TASK DATA Start Marker

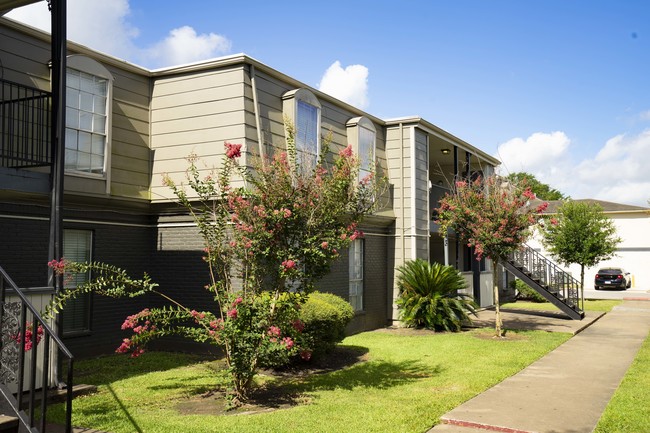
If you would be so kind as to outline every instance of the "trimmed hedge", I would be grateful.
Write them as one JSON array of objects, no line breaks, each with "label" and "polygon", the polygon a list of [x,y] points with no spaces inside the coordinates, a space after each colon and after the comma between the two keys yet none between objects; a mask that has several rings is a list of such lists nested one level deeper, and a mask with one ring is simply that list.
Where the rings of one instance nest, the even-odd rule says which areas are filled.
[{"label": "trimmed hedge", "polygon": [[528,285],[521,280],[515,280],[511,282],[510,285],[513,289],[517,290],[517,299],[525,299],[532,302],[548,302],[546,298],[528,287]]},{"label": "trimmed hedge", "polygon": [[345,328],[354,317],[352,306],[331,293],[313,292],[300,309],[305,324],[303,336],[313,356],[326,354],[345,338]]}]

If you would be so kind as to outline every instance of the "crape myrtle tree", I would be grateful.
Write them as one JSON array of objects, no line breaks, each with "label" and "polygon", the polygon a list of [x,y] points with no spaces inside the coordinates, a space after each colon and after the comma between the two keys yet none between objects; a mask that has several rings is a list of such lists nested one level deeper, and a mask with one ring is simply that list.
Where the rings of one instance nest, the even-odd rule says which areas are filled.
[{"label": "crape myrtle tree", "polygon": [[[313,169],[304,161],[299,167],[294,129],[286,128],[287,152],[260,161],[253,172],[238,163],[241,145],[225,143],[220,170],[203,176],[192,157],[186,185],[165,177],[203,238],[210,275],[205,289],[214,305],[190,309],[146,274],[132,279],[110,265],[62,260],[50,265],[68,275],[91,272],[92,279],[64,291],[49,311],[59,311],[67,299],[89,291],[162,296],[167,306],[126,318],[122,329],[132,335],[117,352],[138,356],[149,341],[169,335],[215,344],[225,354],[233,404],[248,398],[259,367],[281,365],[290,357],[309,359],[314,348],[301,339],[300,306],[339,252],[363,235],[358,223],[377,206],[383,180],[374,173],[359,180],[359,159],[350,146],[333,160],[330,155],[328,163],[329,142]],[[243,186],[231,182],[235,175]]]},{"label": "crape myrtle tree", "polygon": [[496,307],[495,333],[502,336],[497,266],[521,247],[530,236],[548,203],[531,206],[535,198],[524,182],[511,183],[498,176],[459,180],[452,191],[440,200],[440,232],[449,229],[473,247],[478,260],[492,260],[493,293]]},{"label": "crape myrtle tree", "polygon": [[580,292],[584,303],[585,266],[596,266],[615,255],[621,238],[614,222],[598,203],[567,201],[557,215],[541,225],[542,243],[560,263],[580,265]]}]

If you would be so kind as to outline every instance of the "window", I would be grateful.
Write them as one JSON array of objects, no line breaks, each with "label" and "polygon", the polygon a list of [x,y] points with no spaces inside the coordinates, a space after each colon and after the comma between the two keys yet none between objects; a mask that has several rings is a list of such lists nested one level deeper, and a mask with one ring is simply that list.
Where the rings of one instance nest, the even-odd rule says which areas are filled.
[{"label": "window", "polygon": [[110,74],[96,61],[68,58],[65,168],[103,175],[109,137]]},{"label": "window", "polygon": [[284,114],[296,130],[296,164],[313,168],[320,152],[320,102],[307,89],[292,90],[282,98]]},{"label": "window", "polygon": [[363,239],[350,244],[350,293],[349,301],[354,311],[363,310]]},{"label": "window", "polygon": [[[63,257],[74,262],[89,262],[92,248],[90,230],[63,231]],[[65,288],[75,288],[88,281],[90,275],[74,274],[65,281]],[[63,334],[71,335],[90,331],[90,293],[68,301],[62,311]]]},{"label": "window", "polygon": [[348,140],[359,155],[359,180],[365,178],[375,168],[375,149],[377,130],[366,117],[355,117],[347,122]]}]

TASK DATA End Marker
TASK DATA Start Marker

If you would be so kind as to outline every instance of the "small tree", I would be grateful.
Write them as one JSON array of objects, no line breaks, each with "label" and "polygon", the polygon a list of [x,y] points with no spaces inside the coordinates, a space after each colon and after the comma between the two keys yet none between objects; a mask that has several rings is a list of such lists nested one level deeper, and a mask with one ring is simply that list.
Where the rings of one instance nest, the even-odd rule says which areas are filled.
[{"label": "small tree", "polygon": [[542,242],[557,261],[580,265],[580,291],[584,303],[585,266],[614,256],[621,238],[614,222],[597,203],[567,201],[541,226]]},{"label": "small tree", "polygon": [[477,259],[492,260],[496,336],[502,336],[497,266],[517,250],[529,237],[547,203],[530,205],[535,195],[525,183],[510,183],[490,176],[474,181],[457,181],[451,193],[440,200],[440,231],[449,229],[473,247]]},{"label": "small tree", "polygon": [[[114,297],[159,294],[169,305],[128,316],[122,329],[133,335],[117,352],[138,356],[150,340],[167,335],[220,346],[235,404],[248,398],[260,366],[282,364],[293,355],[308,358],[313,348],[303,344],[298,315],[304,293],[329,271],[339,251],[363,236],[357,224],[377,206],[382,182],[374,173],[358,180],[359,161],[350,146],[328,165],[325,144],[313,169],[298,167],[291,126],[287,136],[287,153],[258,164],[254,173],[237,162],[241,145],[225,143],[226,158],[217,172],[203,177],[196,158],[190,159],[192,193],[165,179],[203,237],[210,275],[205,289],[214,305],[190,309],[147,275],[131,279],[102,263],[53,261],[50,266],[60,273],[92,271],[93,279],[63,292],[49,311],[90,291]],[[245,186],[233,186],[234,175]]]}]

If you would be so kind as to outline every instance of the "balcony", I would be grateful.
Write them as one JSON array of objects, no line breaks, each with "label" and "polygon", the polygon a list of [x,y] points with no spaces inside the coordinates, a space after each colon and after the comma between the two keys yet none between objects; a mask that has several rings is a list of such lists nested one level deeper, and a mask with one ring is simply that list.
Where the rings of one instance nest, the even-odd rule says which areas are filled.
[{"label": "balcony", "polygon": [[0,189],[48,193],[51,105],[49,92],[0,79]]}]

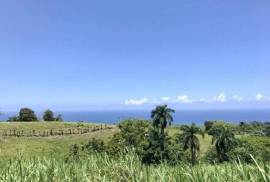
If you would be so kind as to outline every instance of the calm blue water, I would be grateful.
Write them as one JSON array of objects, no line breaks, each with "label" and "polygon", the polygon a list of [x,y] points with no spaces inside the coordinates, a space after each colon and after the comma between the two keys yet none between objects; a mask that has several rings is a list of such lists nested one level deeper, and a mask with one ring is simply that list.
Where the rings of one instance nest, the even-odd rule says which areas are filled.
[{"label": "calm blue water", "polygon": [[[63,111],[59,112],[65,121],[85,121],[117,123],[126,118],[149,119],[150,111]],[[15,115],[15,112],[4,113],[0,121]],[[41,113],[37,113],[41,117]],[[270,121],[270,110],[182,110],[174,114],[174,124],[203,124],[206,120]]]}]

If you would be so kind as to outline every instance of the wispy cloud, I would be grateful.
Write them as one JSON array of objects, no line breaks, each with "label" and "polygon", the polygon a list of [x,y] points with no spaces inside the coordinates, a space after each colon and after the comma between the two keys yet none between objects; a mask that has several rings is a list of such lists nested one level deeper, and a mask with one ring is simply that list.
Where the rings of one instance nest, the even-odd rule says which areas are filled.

TASK DATA End Marker

» EXERCISE DIRECTIONS
Report each line in the entries where the string "every" occurs.

» COMPLETED TASK
If you would be so kind as to outline every instance of the "trimmed hedge", I would be grateful.
If you would be so kind as to outline every instance of the "crape myrtle tree", I would be grateful.
If you would be so kind as to outline every instance of the "window", I would be grateful.
If you would be so kind as to outline every instance of the "small tree", I would be grateful.
If you would be so kind as to outline every instance of the "balcony", I would be grateful.
If you would be so kind as to outline every instance of the calm blue water, I would be grateful.
If you would be so kind as to outline every instance of the wispy cloud, I would be grateful.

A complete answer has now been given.